• _TASK DESCRIPTION_:
Please return each line of the listing below that contains the word "black".

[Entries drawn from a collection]
++++++++

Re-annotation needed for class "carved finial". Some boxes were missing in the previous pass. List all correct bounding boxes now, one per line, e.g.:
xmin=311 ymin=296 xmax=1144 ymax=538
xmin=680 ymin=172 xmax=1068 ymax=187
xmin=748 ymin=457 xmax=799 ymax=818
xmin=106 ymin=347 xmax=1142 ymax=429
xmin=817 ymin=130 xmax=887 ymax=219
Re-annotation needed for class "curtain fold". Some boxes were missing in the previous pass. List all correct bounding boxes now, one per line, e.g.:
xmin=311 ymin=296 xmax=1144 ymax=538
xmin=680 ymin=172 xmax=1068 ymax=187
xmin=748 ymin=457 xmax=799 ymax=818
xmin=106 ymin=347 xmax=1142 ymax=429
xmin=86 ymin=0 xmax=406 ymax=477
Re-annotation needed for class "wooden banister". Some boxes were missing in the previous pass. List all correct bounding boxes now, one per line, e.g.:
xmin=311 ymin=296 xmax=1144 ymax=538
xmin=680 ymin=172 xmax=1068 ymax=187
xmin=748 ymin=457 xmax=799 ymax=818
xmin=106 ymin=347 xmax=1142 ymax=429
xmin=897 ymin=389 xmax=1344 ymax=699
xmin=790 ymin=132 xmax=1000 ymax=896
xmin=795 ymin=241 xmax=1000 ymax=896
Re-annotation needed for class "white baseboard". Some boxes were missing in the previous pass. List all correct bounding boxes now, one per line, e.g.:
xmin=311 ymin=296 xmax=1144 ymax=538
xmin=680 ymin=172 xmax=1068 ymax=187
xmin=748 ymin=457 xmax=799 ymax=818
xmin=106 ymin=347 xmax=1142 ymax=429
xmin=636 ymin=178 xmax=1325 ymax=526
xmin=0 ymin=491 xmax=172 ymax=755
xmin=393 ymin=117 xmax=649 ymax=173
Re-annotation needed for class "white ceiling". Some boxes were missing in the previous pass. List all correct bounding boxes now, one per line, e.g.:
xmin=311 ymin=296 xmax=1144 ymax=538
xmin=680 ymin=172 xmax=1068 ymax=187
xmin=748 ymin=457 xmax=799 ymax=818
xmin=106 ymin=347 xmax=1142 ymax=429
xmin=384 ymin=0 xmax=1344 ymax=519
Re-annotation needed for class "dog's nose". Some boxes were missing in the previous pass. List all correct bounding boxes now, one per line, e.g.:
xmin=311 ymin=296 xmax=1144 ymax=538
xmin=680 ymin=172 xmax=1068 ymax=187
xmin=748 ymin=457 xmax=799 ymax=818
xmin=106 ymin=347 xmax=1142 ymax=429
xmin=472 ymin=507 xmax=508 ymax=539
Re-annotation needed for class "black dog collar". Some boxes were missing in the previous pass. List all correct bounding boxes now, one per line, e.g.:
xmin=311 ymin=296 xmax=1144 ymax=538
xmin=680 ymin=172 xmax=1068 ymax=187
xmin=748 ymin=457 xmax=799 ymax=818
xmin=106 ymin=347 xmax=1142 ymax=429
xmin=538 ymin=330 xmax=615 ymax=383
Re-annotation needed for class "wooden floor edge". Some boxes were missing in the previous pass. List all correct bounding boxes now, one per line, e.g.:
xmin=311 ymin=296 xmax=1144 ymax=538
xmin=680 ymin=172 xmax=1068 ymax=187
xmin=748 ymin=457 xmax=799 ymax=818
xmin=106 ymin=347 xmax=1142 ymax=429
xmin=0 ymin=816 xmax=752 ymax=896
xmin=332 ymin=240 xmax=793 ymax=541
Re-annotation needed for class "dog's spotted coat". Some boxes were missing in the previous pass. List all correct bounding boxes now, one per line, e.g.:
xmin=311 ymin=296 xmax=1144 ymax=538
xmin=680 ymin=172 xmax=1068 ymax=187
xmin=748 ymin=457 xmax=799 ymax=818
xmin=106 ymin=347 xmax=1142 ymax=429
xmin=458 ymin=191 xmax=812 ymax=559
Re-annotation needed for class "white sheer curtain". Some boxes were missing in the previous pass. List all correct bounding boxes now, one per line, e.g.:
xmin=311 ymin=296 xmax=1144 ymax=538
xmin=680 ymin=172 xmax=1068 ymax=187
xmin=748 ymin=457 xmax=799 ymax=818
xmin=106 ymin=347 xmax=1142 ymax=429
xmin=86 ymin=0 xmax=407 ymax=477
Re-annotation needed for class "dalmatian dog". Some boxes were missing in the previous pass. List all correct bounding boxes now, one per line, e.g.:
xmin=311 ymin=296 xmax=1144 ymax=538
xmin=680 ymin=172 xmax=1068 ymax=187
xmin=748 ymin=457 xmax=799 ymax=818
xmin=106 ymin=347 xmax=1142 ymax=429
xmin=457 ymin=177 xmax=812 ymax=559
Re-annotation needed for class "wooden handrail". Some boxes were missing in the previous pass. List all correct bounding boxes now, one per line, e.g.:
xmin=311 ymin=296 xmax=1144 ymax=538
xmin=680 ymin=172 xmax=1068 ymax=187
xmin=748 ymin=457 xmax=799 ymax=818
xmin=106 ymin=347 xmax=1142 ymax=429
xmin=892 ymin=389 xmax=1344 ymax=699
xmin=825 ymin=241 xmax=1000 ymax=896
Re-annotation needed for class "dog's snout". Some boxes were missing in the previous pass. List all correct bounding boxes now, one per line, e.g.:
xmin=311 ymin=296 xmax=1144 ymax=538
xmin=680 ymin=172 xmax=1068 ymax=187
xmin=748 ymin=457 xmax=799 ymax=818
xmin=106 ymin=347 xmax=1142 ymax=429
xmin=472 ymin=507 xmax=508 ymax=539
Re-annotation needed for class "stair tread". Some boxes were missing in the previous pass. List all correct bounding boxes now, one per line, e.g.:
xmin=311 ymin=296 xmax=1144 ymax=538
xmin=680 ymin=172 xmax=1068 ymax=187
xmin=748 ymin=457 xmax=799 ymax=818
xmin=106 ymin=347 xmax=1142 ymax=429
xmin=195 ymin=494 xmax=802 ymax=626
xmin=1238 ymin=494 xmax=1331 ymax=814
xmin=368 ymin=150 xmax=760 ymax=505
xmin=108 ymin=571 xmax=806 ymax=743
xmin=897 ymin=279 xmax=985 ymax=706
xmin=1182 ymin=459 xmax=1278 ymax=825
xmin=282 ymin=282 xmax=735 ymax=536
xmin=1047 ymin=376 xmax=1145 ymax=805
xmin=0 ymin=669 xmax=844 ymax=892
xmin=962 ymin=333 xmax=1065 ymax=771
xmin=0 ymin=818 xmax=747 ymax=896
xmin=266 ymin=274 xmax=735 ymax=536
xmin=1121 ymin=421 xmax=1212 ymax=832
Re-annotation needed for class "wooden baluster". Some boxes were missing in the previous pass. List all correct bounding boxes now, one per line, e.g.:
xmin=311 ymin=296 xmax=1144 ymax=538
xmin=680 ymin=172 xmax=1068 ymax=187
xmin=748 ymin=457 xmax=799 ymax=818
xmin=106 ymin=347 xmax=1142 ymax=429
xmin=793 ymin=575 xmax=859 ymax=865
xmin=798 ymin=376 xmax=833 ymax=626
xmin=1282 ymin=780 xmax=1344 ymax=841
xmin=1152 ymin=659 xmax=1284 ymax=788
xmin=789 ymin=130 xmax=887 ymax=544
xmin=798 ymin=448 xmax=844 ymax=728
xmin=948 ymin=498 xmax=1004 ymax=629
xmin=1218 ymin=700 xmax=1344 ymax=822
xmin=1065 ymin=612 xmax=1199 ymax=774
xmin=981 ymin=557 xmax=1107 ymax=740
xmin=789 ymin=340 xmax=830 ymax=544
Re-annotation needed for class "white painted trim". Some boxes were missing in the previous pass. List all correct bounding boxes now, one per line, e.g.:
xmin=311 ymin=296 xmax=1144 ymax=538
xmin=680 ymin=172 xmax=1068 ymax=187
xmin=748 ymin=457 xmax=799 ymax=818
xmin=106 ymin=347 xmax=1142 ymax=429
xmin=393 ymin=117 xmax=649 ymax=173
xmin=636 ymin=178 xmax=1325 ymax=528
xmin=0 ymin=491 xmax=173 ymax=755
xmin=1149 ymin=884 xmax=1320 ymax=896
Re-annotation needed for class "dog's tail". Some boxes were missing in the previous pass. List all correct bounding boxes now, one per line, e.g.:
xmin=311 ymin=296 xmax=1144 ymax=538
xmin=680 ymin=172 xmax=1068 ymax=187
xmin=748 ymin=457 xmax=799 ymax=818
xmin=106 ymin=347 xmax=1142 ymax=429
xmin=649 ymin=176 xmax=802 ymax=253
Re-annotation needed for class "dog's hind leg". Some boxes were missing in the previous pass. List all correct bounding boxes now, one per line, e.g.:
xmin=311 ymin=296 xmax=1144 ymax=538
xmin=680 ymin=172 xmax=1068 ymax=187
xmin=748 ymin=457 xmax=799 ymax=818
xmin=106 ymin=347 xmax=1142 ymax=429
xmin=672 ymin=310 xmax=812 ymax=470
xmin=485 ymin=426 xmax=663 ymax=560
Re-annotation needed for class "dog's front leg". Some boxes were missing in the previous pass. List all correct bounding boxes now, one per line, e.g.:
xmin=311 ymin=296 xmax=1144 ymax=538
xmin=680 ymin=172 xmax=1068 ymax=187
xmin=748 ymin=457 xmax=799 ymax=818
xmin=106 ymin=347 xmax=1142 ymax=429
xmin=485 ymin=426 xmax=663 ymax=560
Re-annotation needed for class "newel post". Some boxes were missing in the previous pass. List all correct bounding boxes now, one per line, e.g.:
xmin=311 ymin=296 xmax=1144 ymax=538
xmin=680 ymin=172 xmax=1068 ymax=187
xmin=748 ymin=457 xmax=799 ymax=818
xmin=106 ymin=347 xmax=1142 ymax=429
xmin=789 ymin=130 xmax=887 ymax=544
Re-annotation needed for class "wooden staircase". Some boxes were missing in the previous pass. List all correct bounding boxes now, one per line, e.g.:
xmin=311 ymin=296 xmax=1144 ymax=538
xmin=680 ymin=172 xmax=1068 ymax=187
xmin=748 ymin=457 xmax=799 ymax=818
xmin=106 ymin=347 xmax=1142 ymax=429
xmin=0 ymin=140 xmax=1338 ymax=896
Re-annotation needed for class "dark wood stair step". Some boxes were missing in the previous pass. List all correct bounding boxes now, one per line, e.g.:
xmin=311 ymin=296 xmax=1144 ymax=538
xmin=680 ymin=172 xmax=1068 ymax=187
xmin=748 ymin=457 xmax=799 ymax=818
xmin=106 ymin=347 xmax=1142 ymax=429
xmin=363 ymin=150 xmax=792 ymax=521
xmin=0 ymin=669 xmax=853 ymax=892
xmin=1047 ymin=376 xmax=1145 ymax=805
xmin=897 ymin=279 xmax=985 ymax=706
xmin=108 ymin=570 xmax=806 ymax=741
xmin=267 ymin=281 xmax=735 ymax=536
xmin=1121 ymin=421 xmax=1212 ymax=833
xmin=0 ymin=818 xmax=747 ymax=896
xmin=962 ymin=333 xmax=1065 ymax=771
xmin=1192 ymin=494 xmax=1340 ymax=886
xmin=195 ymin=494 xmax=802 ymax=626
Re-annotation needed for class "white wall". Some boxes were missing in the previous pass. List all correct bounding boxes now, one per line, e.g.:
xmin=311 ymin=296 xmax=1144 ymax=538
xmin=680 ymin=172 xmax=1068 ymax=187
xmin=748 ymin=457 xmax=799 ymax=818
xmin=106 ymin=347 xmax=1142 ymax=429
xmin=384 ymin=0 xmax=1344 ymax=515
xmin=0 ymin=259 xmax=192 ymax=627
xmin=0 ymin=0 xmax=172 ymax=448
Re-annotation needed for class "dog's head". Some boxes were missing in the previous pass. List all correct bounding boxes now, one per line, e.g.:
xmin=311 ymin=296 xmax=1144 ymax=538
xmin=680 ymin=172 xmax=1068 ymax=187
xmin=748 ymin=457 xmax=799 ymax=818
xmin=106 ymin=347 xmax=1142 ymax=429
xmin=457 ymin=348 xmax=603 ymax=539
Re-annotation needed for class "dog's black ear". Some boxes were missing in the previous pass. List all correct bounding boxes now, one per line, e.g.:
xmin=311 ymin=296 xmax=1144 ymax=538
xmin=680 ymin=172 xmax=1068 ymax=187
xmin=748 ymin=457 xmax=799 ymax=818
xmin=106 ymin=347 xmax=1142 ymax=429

++++++++

• _SOLUTION FOR THIS EXERCISE_:
Re-annotation needed for class "black dog collar". Some boxes were missing in the previous pass. List all correct bounding boxes now, one per line, e.g.:
Re-annotation needed for class "dog's black ear". Some boxes were missing in the previous pass. List all correct bounding boxes now, one per line, e.g.:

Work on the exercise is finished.